▶ [YOUR ASSIGNMENT]:
The lines from the one with "Target: wooden plank" through the last line below are to be copied exactly; no other lines are to be returned.

▶ [DATASET CONTENT]:
..........

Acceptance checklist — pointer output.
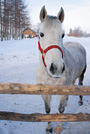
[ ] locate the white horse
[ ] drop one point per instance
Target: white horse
(59, 63)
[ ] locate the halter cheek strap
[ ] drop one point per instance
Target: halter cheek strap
(43, 52)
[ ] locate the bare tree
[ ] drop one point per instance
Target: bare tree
(13, 18)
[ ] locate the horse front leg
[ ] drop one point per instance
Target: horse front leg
(47, 100)
(62, 104)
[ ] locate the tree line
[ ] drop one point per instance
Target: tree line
(13, 19)
(77, 32)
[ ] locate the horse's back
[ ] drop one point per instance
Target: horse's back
(75, 48)
(76, 55)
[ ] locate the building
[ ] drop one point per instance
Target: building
(28, 32)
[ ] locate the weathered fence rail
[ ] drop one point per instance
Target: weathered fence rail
(45, 90)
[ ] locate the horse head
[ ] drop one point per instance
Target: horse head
(51, 42)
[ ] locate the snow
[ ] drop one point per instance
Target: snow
(18, 64)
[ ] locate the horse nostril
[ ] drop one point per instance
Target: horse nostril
(53, 68)
(63, 69)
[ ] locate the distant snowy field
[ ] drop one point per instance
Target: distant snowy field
(18, 64)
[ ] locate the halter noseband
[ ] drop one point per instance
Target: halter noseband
(43, 52)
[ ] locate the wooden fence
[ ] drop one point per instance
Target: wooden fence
(44, 90)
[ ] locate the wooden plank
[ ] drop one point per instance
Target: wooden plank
(37, 117)
(11, 88)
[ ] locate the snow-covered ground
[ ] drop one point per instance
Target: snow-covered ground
(18, 64)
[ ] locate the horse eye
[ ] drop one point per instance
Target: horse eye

..........

▶ [EXPECTED ANSWER]:
Target: wooden plank
(37, 117)
(11, 88)
[ ] locate the snow-covered ground
[ ] drop one point per instance
Target: snow-covered ground
(18, 64)
[ ] locate the horse eye
[ ] drop one point per instance
Target: horse eye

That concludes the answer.